### Document extract
■ ■ ■ ■ ■ ■ ■

UK Parliament / Open data

Energy Spending Priorities: Investors and Consumers

I thank the hon. Member for Na h-Eileanan an Iar (Mr MacNeil) and his Committee for initiating this debate, for giving the House the opportunity to consider the direction of the Government’s energy and climate change policy, and for their excellent reports.

Like the hon. Gentleman but, I suspect, unlike the Secretary of State, I look forward to the publication of the findings of the National Audit Office’s inquiry into whether the Government will have to pay compensation to carbon capture and storage project developers. That could result in a multimillion pound bill for the taxpayer. I hope that the Secretary of State will acknowledge that this might have been an extremely expensive decision indeed. One would be forgiven for imagining that DECC has received instruction from the right hon. Member for Surrey Heath (Michael Gove) when one looks at the way in which it led the industry on until the very last minute, before finally applying the knife to carbon capture and storage. Well, there we are. It is no wonder that the hon. Member for Warrington South (David Mowat) regretted the decline of the CCS projects. He was quite right to do so. He also spoke very powerfully about the green deal, calling its demise nothing short of a disaster.

The hon. Member for Beverley and Holderness (Graham Stuart) quite rightly praised the Government for agreeing with the Committee on Climate Change on the fifth carbon budget. I agree with him. I just wish that they had actually set it by the statutory limit in accordance with the Climate Change Act 2008. It had to be set and voted on under the affirmative resolution procedure of this House by 30 June. That did not happen. I hope that the Secretary of State will clarify the legal status of the budget to the House. It is one thing to accept the recommendation of the Committee on Climate Change, but simply accepting is not good enough. The Climate Change Act is very clear on that point: it has to be set. So far, it has not been.

The judgment of the hon. Member for Eddisbury (Antoinette Sandbach) was absolutely impeccable. She spoke at great length, but it was a great speech. She talked about the investor community being startled, but in a way that, I trust, did not scare the horses or make her open to the accusation of talking Britain down. It was a very fine speech indeed.

My hon. Friend the Member for Stockton North (Alex Cunningham), despite his sore throat, spoke very powerfully about the need to bring forward the UK carbon plan. He is absolutely right. That goes to the point made by the hon. Member for Beverley and Holderness and by the Scottish National party spokesperson, the hon. Member for Aberdeen South (Callum McCaig). It is great to have the ambition of the fifth carbon budget, but, yet again, we look back to 2011, when the fourth carbon budget was set. We know that the statutory obligation is to bring forward, as soon as reasonably practicable, a plan to show how it will be achieved. Five years later, we are still waiting for that. My hon. Friend’s point was a very fair one: it should be brought forward by the end of the year and rolled out immediately, to give confidence to investors.

■ ■ ■ ■ ■ ■ ■

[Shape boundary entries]
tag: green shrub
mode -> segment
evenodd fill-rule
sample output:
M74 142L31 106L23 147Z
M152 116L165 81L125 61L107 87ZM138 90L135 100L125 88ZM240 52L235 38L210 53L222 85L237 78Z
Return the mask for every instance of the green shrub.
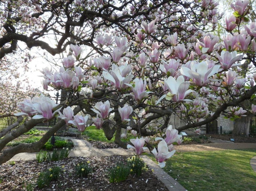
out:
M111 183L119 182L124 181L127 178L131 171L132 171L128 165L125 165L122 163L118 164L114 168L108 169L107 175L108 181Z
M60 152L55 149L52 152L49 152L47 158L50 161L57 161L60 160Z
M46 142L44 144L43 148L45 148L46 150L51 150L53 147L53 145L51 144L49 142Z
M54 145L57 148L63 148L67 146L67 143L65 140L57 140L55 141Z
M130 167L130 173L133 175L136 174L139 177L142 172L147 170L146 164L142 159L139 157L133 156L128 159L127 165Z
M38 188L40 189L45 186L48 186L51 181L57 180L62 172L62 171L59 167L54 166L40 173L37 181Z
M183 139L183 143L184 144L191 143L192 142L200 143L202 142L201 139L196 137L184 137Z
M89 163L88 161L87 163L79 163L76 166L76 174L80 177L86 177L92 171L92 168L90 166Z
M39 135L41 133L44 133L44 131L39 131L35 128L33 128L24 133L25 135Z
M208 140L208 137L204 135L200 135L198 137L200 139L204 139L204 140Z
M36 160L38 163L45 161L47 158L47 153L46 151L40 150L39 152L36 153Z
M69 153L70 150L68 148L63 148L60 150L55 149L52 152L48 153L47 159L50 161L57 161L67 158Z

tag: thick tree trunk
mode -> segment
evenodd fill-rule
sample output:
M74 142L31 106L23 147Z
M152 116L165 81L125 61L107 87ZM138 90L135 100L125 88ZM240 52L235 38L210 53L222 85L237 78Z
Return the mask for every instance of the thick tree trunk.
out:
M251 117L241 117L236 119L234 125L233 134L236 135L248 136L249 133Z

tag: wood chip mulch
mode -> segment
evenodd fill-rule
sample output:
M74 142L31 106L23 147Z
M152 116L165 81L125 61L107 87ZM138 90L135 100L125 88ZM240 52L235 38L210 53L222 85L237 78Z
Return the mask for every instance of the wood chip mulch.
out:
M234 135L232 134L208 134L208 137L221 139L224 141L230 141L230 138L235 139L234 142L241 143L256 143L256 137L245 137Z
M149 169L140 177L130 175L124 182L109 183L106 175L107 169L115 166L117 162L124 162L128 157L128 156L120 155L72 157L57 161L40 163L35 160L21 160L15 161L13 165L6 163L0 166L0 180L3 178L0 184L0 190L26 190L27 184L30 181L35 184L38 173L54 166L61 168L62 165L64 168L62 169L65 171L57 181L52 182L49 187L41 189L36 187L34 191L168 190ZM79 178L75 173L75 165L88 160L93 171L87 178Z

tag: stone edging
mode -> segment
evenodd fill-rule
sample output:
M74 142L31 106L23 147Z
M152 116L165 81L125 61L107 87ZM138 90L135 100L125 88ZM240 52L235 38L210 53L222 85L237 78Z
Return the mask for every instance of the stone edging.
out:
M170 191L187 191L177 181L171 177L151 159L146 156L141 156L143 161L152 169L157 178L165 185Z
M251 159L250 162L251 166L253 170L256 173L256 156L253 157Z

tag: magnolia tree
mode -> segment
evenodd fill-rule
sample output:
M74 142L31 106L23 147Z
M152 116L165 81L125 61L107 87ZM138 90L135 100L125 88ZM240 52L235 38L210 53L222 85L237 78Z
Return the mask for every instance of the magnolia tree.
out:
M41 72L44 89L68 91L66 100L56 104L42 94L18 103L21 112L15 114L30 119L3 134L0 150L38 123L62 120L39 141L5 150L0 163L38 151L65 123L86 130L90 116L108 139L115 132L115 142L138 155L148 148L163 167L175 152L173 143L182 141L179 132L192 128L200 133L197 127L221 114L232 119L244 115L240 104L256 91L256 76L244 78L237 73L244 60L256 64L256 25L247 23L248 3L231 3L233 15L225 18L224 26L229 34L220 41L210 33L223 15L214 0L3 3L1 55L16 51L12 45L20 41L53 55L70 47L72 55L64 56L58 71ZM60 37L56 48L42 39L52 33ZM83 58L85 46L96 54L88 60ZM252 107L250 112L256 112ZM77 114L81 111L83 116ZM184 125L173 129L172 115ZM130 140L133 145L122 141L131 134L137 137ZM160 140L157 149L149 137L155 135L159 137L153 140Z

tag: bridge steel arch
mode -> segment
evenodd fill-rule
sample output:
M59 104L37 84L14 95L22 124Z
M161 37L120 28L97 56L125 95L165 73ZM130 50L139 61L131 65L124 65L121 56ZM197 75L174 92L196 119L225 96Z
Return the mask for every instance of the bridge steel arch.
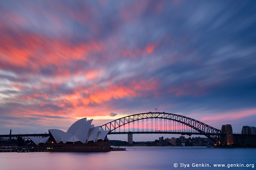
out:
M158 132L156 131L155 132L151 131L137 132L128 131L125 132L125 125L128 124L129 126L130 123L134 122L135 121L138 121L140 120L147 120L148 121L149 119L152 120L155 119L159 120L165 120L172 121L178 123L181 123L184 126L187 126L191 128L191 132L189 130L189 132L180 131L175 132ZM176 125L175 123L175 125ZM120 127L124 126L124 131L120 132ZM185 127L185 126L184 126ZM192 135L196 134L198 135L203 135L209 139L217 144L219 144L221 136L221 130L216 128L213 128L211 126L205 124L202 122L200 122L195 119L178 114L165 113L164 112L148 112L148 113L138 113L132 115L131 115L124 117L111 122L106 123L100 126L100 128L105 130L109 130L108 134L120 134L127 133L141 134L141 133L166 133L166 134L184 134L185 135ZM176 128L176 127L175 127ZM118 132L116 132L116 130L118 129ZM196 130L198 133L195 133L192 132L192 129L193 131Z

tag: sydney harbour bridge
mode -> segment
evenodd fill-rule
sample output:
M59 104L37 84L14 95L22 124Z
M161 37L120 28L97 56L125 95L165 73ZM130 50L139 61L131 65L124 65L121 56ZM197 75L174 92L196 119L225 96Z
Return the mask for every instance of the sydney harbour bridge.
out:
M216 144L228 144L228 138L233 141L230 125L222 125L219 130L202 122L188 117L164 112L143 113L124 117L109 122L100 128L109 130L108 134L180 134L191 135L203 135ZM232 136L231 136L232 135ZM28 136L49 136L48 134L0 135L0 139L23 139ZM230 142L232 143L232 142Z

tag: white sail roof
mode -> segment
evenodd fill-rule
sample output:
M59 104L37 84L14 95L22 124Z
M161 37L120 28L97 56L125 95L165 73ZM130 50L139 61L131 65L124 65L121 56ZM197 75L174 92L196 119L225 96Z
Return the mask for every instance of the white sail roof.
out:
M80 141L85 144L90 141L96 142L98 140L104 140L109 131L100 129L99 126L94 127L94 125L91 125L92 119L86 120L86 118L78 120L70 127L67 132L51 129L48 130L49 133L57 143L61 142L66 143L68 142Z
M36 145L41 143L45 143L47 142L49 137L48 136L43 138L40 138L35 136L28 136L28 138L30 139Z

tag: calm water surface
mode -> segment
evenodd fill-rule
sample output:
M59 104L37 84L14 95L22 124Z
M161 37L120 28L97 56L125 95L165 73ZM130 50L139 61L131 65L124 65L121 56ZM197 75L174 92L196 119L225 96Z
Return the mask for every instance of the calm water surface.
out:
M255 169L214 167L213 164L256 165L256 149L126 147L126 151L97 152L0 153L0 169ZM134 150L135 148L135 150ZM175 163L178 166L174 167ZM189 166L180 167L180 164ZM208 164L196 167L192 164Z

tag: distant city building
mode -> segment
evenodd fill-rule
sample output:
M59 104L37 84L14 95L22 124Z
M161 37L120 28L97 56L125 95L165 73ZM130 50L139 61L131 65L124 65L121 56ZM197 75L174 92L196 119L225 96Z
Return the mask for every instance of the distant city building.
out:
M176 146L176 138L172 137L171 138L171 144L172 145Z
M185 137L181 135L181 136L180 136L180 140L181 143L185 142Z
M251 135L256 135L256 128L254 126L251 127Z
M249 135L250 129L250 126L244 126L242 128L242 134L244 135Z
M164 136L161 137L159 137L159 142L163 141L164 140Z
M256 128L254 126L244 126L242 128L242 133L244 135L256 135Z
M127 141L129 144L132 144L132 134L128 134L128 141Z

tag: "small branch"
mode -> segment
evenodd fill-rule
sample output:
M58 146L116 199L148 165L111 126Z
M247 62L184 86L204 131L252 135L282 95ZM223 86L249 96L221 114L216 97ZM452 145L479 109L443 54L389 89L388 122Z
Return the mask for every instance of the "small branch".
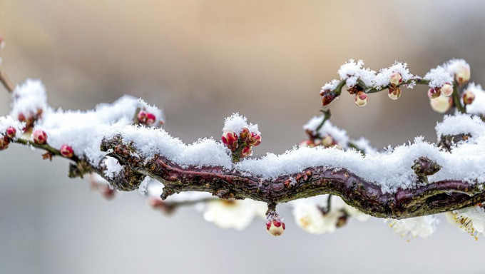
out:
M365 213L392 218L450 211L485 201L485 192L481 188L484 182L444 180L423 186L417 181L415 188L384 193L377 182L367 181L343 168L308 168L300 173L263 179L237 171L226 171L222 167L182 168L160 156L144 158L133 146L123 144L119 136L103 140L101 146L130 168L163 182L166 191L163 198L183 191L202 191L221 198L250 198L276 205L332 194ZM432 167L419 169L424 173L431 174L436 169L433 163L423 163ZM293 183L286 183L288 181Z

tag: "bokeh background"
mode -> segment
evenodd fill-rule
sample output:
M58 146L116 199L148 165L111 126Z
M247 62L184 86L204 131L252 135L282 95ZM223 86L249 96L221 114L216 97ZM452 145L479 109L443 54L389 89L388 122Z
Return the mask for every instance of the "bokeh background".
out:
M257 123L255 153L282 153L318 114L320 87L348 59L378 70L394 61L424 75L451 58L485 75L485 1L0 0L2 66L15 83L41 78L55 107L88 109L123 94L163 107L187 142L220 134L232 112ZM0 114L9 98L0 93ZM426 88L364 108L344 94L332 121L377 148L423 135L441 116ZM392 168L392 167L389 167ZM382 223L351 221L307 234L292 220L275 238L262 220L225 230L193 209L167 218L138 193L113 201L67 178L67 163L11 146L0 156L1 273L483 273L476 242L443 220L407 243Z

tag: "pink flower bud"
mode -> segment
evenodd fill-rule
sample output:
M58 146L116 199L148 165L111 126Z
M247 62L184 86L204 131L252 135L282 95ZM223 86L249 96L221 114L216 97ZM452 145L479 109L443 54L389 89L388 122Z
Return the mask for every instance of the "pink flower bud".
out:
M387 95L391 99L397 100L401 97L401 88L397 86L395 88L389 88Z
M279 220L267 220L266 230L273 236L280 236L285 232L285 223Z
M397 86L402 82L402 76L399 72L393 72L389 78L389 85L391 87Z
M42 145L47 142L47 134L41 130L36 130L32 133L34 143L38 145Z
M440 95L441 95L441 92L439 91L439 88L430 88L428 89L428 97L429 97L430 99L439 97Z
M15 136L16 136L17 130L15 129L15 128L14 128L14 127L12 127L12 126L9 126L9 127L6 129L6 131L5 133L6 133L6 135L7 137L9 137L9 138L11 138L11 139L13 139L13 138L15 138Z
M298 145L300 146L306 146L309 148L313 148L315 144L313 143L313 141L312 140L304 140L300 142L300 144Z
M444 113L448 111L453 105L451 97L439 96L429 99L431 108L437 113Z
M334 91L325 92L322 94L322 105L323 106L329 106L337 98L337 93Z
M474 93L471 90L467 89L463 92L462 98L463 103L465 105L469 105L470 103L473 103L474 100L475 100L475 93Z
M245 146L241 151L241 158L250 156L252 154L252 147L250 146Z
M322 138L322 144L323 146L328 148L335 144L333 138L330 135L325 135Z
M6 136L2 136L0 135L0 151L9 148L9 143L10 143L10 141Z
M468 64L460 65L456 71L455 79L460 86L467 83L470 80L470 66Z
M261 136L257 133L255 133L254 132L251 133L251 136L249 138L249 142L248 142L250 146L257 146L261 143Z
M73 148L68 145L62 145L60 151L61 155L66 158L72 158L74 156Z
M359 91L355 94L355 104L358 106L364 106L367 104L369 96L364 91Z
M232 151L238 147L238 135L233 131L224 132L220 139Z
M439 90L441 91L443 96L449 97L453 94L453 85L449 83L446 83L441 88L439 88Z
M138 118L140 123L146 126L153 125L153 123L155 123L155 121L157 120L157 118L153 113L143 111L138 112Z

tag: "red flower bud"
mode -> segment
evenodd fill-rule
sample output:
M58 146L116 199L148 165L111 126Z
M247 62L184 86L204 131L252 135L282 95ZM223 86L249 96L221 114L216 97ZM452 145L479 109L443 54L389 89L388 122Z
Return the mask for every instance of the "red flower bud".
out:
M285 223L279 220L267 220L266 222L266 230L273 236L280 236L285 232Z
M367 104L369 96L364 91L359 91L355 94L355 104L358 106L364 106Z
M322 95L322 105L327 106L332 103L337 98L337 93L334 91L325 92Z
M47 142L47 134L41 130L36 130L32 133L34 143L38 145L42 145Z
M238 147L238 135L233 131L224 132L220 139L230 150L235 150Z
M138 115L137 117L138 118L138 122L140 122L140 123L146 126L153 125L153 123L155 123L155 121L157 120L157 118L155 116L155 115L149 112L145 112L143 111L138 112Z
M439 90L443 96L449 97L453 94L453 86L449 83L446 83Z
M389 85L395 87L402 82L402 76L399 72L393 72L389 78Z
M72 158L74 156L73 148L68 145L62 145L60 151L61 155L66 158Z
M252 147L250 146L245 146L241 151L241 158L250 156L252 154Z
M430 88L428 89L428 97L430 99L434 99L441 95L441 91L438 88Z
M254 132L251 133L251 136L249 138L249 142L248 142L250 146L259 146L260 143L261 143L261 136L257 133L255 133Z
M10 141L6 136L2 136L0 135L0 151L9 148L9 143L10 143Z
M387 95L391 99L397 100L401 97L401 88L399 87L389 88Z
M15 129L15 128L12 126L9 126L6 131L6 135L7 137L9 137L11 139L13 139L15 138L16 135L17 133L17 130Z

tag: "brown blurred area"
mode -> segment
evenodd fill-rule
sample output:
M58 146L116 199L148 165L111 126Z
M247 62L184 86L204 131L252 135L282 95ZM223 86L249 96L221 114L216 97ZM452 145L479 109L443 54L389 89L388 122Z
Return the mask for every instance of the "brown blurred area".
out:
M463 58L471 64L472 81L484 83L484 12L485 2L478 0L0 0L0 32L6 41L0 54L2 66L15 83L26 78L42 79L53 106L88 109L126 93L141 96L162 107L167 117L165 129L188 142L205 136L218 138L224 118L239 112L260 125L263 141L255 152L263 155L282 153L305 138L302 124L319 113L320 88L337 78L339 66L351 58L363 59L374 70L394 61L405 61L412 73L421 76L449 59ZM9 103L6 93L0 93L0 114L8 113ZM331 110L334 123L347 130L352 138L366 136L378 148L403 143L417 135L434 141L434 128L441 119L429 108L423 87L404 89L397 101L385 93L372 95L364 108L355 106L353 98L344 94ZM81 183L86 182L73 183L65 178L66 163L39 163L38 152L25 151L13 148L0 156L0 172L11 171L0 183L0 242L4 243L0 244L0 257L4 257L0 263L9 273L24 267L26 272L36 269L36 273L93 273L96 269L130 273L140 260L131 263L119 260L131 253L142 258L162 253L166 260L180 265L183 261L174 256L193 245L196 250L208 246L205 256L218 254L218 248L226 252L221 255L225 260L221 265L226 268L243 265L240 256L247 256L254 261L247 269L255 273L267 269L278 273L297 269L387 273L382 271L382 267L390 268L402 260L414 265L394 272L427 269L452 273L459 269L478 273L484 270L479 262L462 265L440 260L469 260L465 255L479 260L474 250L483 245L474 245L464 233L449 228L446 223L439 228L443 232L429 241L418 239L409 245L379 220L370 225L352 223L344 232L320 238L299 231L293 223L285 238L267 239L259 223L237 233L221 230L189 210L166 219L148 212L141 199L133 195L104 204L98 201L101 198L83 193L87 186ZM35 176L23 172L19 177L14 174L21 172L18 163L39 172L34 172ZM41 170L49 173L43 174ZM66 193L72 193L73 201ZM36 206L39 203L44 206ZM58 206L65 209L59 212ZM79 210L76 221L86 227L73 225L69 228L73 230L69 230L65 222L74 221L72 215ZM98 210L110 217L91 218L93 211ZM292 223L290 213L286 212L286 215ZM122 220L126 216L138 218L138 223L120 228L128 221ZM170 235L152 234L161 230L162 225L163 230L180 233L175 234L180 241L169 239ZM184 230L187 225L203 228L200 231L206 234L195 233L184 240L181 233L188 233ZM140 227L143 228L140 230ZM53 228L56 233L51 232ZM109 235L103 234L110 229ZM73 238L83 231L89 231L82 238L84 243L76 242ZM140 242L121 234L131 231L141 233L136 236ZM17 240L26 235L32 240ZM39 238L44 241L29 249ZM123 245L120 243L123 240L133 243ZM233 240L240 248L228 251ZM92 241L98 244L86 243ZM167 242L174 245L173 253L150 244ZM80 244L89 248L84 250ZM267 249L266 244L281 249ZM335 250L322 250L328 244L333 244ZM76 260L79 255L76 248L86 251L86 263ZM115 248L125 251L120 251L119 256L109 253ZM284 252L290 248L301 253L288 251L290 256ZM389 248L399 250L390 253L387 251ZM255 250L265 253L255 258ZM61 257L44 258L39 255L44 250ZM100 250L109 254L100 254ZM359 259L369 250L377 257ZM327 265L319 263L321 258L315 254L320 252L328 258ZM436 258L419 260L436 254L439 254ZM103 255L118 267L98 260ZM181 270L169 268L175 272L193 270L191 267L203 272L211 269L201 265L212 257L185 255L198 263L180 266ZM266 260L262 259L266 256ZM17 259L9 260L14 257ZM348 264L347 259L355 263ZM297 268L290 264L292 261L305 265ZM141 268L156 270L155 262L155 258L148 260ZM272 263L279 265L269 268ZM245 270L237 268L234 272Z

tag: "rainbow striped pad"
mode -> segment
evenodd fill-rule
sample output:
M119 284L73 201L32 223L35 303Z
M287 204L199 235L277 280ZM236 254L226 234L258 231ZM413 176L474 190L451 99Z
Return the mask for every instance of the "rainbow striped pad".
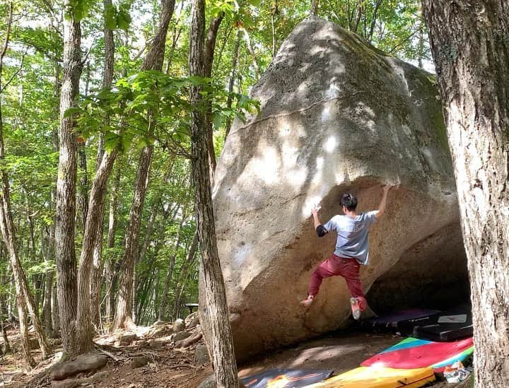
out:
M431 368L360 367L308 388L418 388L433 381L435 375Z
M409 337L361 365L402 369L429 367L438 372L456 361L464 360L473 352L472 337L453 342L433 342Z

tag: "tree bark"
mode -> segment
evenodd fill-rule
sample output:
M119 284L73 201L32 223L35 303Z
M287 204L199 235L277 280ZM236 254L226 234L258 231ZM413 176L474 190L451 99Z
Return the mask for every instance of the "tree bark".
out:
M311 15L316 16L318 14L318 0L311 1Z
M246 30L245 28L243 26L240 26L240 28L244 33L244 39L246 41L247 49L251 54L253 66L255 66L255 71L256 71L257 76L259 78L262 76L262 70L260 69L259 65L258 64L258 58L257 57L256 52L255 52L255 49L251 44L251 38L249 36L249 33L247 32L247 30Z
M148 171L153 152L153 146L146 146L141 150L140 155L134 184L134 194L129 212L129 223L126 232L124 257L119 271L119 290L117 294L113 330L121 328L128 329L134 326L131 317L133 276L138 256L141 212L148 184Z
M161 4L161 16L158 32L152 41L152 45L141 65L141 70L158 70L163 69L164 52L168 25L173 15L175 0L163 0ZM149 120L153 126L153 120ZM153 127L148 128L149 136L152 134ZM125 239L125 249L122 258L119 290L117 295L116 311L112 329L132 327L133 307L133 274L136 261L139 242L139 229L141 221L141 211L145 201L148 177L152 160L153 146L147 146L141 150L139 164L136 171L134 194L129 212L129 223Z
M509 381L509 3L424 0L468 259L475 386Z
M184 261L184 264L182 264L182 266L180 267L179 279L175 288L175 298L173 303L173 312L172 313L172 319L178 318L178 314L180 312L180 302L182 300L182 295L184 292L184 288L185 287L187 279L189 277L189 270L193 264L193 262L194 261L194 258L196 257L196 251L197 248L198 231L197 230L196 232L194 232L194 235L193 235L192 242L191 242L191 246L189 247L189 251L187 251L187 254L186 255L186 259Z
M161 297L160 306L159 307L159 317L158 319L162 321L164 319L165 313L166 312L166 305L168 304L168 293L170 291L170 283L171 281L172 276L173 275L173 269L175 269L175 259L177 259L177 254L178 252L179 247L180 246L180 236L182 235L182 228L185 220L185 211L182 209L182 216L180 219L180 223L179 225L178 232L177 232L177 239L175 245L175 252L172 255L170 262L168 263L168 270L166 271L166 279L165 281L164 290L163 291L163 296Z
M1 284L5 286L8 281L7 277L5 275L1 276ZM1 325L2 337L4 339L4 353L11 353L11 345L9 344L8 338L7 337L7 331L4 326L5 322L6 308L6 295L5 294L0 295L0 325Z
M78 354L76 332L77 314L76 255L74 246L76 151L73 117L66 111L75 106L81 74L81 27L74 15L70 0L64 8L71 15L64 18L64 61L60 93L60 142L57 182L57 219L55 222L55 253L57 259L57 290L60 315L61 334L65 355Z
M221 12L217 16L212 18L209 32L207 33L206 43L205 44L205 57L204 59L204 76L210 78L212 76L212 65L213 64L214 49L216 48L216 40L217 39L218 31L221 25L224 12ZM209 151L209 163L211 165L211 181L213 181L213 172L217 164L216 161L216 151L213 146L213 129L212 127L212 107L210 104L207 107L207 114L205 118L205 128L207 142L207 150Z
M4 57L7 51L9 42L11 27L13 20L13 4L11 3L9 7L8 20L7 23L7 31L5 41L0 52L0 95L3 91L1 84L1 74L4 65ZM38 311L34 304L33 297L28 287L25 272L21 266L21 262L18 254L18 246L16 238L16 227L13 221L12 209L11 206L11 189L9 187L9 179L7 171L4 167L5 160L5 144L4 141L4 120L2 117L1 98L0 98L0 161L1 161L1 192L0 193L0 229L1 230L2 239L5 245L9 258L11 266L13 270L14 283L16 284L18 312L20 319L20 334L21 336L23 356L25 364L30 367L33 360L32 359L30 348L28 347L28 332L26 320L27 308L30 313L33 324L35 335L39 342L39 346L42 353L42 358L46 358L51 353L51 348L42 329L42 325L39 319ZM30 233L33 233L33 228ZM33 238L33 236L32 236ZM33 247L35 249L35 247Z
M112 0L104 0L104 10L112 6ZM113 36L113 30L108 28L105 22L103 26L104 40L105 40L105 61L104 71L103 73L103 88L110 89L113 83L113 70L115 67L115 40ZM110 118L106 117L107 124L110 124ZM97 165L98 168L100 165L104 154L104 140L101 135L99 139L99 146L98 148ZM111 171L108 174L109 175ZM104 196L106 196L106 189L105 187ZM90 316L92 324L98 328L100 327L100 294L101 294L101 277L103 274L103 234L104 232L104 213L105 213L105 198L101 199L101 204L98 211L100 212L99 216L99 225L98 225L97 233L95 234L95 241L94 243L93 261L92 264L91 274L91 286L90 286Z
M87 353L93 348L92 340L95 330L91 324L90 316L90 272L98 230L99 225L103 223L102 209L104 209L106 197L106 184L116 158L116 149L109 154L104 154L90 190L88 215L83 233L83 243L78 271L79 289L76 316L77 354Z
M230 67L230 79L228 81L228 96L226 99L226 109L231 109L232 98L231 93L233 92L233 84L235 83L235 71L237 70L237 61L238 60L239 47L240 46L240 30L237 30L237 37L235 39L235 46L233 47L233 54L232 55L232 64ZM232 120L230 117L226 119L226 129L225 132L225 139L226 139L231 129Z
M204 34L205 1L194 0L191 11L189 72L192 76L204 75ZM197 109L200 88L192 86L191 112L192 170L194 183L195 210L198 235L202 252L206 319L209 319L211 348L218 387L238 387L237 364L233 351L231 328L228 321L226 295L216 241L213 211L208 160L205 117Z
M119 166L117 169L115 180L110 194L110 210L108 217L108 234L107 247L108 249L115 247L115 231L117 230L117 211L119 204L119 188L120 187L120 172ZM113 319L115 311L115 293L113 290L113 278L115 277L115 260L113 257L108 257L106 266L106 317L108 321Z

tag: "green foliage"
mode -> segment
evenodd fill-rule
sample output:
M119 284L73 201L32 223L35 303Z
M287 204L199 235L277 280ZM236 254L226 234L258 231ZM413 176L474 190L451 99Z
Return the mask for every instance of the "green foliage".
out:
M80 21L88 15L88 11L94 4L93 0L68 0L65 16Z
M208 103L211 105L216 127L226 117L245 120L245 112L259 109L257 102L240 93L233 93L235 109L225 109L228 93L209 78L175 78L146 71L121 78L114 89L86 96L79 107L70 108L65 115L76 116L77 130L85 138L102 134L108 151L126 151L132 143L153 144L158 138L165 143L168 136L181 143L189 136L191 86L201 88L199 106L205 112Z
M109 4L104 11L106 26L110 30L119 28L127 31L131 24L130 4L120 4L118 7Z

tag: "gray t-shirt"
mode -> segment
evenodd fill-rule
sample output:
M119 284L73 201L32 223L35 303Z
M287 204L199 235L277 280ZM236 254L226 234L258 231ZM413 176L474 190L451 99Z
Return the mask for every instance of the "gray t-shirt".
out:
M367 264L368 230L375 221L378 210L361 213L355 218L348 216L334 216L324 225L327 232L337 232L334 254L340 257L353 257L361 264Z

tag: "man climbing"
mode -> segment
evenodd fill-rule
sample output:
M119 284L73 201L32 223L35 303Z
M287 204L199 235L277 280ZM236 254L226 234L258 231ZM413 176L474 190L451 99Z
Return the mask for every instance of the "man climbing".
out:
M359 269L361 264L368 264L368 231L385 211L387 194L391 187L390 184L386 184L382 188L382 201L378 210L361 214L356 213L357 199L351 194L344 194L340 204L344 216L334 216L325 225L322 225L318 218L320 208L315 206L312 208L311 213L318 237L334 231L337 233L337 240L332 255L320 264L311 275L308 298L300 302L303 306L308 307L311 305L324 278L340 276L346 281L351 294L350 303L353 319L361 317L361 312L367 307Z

■ ■ ■ ■ ■ ■ ■

### Requirement
Can you transcribe the speech on energy spending priorities, beginning at the words "UK Parliament /" and stopping after "their excellent reports."? The rows aren't needed for anything here.

### In response
UK Parliament / Open data

Energy Spending Priorities: Investors and Consumers

I thank the hon. Member for Na h-Eileanan an Iar (Mr MacNeil) and his Committee for initiating this debate, for giving the House the opportunity to consider the direction of the Government’s energy and climate change policy, and for their excellent reports.